■ Ce que vous ferez
Citez mot pour mot le passage de l'article sur la présidentielle française qui va de « Présidentielle française (1) » jusqu'à « enjeux du scrutin. » inclus.

Présidentielle française (1)

Les déçus du sarkozisme

Après cinq ans de réformes et de virevoltes, l'«hyper-président» Sarkozy peut-il être réélu?

Élection présidentielle française




Le président «normal» contre «l'hyper-président». Le 6 mai prochain, la France reconduira-t-elle le sortant, Nicolas Sarkozy, ou élira-t-elle son premier président de gauche depuis François Mitterrand, le favori des sondages François Hollande? Dimanche prochain se tiendra le premier tour de cette élection déterminante. Voici le premier de trois articles sur les enjeux du scrutin.
Paris — «Vous savez, moi, j'ai commencé avec Chirac. Ah, c'était autre chose. Une autre époque. Sarkozy, c'est un autre genre. Il a des bons côtés... et des mauvais. C'est efficace. Enfin, on s'y fait...» Il y a quelques jours, c'est sur cet air de dépit que ce militant de base du parti du président résumait l'ambiance qui régnait à l'UMP à une semaine du premier tour. Après une petite poussée en mars, la réalité a vite rattrapé les militants. Les sondages ont rarement été aussi mauvais pour un président sortant. Nicolas Sarkozy peine à rattraper François Hollande au premier tour et il est toujours loin derrière lui au second.
Mais le malaise est plus profond. Comme pour la plupart des anciens chiraquiens, Nicolas Sarkozy n'a jamais été la tasse de thé de ce militant de 1,90 m dans la cinquantaine qui s'occupe de la sécurité des assemblées de l'UMP. En 2007, alors que le candidat garantissait la victoire à un parti déjà usé par deux mandats, cela pouvait encore aller. En 2012, c'est une autre histoire.
Ils ne sont pas rares ces militants de l'UMP qui, embarrassés par la campagne droitière du candidat, laissent s'exprimer leur exaspération devant un candidat «décomplexé», qui n'a jamais véritablement revêtu les habits de président. Et il n'y a pas que les anciens chiraquiens qui admettent que cette élection, «il faut aller la chercher avec les dents». Nombreux sont les électeurs de Nicolas Sarkozy qui préféreront s'abstenir ou qui ont regagné le Front national après s'être laissé séduire par le discours du candidat en 2007. Le président avait alors fait une véritable razzia dans cet électorat.

■ Données affichées
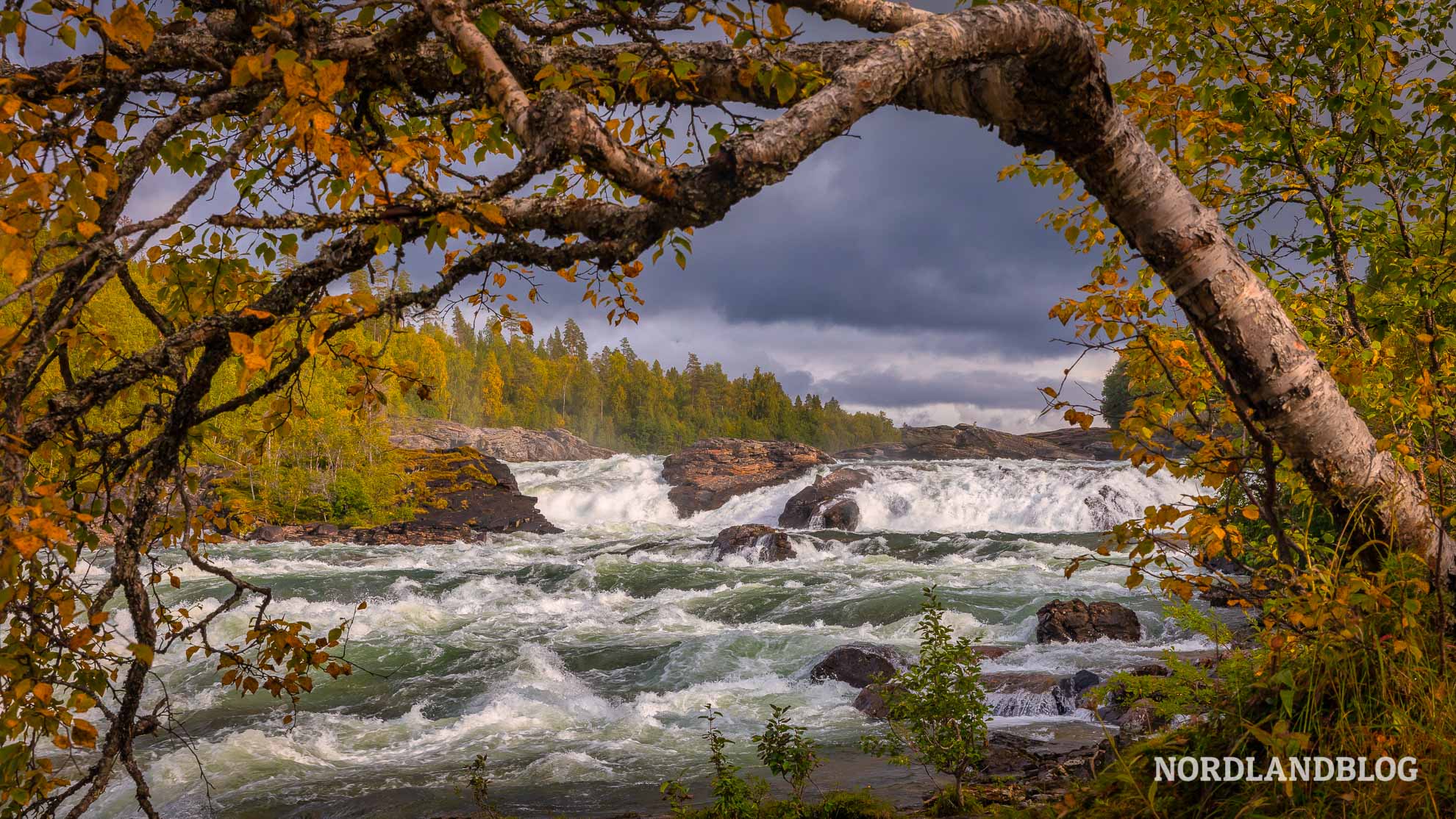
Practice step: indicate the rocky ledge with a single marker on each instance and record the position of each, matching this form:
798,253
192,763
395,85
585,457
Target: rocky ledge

■ Résultat attendu
Présidentielle française (1)

Les déçus du sarkozisme

Après cinq ans de réformes et de virevoltes, l'«hyper-président» Sarkozy peut-il être réélu?

Élection présidentielle française




Le président «normal» contre «l'hyper-président». Le 6 mai prochain, la France reconduira-t-elle le sortant, Nicolas Sarkozy, ou élira-t-elle son premier président de gauche depuis François Mitterrand, le favori des sondages François Hollande? Dimanche prochain se tiendra le premier tour de cette élection déterminante. Voici le premier de trois articles sur les enjeux du scrutin.